FRAGMENTO DEL DOCUMENTO —
============

Doña Isabel II y don Carlos
Claro está que durante todo el tiempo que ocupó el trono doña Isabel no hubo el menor contacto entre ella y nuestra familia real proscrita. El mismo alejamiento continuó después del triunfo de la revolución de septiembre del 68.
Sin embargo, doña Isabel quedó fuertemente impresionada por la conducta caballeresca de los diputados carlistas navarros y vascongados que al ser conocido el resultado de la batalla de Alcolea, del cual se enteró la hija de Fernando VII hallándose en Zarauz, en el Palacio de la Marquesa de Narros, se la presentaron en su residencia, y, permaneciendo leales a su Rey, a su bandera y a sus principios, se pusieron a su disposición para protegerla contra los posibles desmanes del pueblo.

============

PLANTEAMIENTO — Transcribe literalmente el pasaje del texto sobre doña Isabel II y don Carlos que comienza con "Sin embargo, doña" y sigue hasta "desmanes del pueblo.".

DATOS DE ORIGEN —
============

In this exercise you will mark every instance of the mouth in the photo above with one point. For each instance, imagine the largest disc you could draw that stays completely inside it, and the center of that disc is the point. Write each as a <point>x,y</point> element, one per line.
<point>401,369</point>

============

SOLUCIÓN —
Sin embargo, doña Isabel quedó fuertemente impresionada por la conducta caballeresca de los diputados carlistas navarros y vascongados que al ser conocido el resultado de la batalla de Alcolea, del cual se enteró la hija de Fernando VII hallándose en Zarauz, en el Palacio de la Marquesa de Narros, se la presentaron en su residencia, y, permaneciendo leales a su Rey, a su bandera y a sus principios, se pusieron a su disposición para protegerla contra los posibles desmanes del pueblo.